### Task material
----------------------------------------

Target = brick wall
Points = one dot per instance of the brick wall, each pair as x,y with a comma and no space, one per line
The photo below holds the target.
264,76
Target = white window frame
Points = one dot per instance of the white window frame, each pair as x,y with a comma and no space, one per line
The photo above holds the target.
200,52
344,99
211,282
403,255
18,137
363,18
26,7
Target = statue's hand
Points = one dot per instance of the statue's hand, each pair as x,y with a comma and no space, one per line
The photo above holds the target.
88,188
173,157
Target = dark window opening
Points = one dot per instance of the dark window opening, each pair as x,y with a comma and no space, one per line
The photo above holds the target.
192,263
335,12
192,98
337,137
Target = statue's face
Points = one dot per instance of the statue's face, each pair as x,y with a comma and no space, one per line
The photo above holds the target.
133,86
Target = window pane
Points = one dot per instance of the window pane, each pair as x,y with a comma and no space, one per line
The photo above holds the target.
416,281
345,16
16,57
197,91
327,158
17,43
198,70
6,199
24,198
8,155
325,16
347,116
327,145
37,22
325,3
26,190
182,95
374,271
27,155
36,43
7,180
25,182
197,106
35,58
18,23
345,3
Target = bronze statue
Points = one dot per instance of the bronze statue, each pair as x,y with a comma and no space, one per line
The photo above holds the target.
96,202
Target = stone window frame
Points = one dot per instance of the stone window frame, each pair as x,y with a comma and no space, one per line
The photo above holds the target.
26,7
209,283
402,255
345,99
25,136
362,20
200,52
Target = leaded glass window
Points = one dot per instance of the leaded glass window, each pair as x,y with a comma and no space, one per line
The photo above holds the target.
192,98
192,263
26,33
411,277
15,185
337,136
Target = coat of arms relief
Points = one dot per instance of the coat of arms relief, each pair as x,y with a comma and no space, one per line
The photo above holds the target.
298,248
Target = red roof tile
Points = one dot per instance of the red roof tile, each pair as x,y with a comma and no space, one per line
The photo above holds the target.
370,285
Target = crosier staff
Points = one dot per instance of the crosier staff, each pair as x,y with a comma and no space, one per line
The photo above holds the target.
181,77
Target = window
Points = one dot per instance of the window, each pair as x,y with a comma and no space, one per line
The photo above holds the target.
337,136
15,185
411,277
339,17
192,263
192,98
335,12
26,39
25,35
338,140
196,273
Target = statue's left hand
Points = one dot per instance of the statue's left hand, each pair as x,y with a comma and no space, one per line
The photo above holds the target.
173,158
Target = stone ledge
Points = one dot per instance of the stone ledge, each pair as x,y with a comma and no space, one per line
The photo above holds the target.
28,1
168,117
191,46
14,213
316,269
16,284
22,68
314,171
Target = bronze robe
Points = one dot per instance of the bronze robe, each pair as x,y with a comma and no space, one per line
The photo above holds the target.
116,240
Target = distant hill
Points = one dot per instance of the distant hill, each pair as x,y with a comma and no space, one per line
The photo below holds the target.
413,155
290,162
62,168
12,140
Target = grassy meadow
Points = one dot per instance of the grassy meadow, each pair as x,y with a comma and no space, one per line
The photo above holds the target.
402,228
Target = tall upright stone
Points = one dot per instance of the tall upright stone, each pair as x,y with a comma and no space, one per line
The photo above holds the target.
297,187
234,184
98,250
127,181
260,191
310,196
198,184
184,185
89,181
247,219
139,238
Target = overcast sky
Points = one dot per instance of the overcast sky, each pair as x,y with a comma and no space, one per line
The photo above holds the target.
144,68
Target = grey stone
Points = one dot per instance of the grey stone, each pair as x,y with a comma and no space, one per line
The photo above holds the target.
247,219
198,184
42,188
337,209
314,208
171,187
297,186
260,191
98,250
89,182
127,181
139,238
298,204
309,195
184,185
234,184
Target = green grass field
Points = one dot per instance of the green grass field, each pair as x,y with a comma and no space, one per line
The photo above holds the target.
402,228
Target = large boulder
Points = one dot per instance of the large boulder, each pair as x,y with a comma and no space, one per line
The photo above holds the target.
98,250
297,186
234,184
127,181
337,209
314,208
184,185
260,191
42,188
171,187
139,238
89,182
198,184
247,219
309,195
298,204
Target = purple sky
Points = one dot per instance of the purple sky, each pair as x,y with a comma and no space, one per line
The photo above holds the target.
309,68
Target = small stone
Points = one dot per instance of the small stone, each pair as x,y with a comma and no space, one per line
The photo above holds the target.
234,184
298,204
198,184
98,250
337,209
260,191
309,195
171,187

----------------------------------------

### Problem
Output every record above exactly as it appears.

### Exercise answer
Target = brick wall
Points = one dot per instance of the brick wall, each pair as x,y with a comma and no space, one per line
The photo below holds the target.
264,76
Target = white window frame
Points = one dot per instance of the white window frame, each pair as x,y with a comma and no space, one per line
The photo above holds the target.
200,52
344,99
211,282
403,255
18,137
363,18
26,7
Target = statue's hand
Points = one dot per instance of the statue's hand, each pair as x,y with a comma and no space, one per line
The photo above holds the target.
88,188
173,157
Target = dark window opening
Points = one dot per instance of the dark window opening, each pair as x,y with a comma and no space, one per line
The photo above holds the target.
192,263
335,12
192,98
337,137
Target = statue's face
Points = one dot per instance of the statue's face, each pair as x,y with a comma and no space, one per line
The photo above holds the target.
133,86
Target = window pane
Points = one dot per instance of the window pane, each pair as x,y with a comma and no space, one per line
The photo above holds the target.
416,281
345,16
16,57
197,91
327,158
17,43
198,70
6,199
24,198
8,155
325,16
347,116
327,145
37,22
325,3
26,190
182,95
374,271
27,155
36,43
7,180
25,182
197,106
35,58
18,23
345,3
Target = bronze statue
Points = one dot per instance of the bronze statue, each pair as x,y with a comma and no space, one per line
The photo above holds the target.
96,202
Target = stone window frame
Points = one dot per instance of the stone window frame, each pair as x,y with a comma and no space, one per line
The photo above holds the target.
26,7
209,283
402,255
345,99
25,136
362,20
200,52
Target = leaded glass window
Points = one dot per instance of the leaded glass window, each pair as x,y with a comma and no space, one per line
The photo above holds the target.
192,98
192,263
26,33
411,277
15,185
337,136
Target = coat of arms relief
Points = one dot per instance of the coat of arms relief, each pair as x,y with a comma and no space, one per line
The photo above holds the target.
298,248
Target = red roof tile
Points = one dot per instance of the red roof tile, each pair as x,y with a comma and no space, one per line
The photo above holds the target.
370,285
Target = crosier staff
Points = one dot per instance of the crosier staff, each pair as x,y with a comma and no space, one per line
The photo above holds the target.
181,77
Target = window
Points = one dot per instance of the window, each pair as x,y with a comma and no space, one per line
The photo above holds the target.
337,136
15,185
411,277
339,17
192,263
192,98
335,12
26,39
25,35
338,140
196,273
Target = statue's left hand
Points = one dot per instance of the statue's left hand, each pair as x,y with a comma and no space, one per line
The photo above holds the target.
173,158
Target = stone ledge
Points = one dot per instance of the stone ledge, each pair as x,y with a comma and no space, one per line
The photo above holds the target.
28,1
168,117
191,46
14,213
316,269
16,284
22,68
314,171
Target = bronze robe
Points = one dot per instance of the bronze robe, each pair as x,y with a comma and no space, one per line
The photo above holds the target.
116,240
Target = distant hill
Points = one dot per instance of the distant hill, each pair as x,y with a comma and no space, one per line
The photo below holds the target.
413,155
290,162
62,168
12,140
Target = grassy meadow
Points = one dot per instance of the grassy meadow, each pair as x,y with a comma and no space, one per line
The photo above holds the target.
402,228
Target = tall upright stone
Points = one dot per instance of the tall upright stone, each pair as x,y with a comma and no space, one per line
The photo above holds the target.
297,187
234,184
98,250
127,181
260,191
310,196
198,184
184,185
89,181
247,219
139,238
Target = overcast sky
Points = one dot per instance of the overcast sky, each pair as x,y with a comma and no space, one per line
The photo above holds the target.
144,68
Target = grey stone
Points = one dot per instance of the grey stone, each pair as x,y with a comma and no space, one per line
The photo above holds the target.
247,219
198,184
42,188
337,209
314,208
171,187
297,186
260,191
98,250
89,182
127,181
139,238
298,204
309,195
184,185
234,184
Target = green grass field
Points = one dot per instance of the green grass field, each pair as x,y with a comma and no space, one per line
The photo above holds the target.
402,228
Target = large boulder
Points = one dot per instance of the large boulder, each pair as x,y with a comma and no space, one per line
The photo above holds the target.
98,250
297,186
234,184
127,181
337,209
314,208
184,185
260,191
42,188
171,187
139,238
89,182
198,184
247,219
309,195
298,204
Target = purple sky
Points = one dot per instance of the purple sky, each pair as x,y with a comma and no space, one per line
The photo above holds the target.
309,68
Target = small stone
Points = one dot per instance of the small stone, each pair as x,y with a comma and no space, one per line
The photo above holds the target.
234,184
298,204
198,184
98,250
337,209
260,191
309,195
171,187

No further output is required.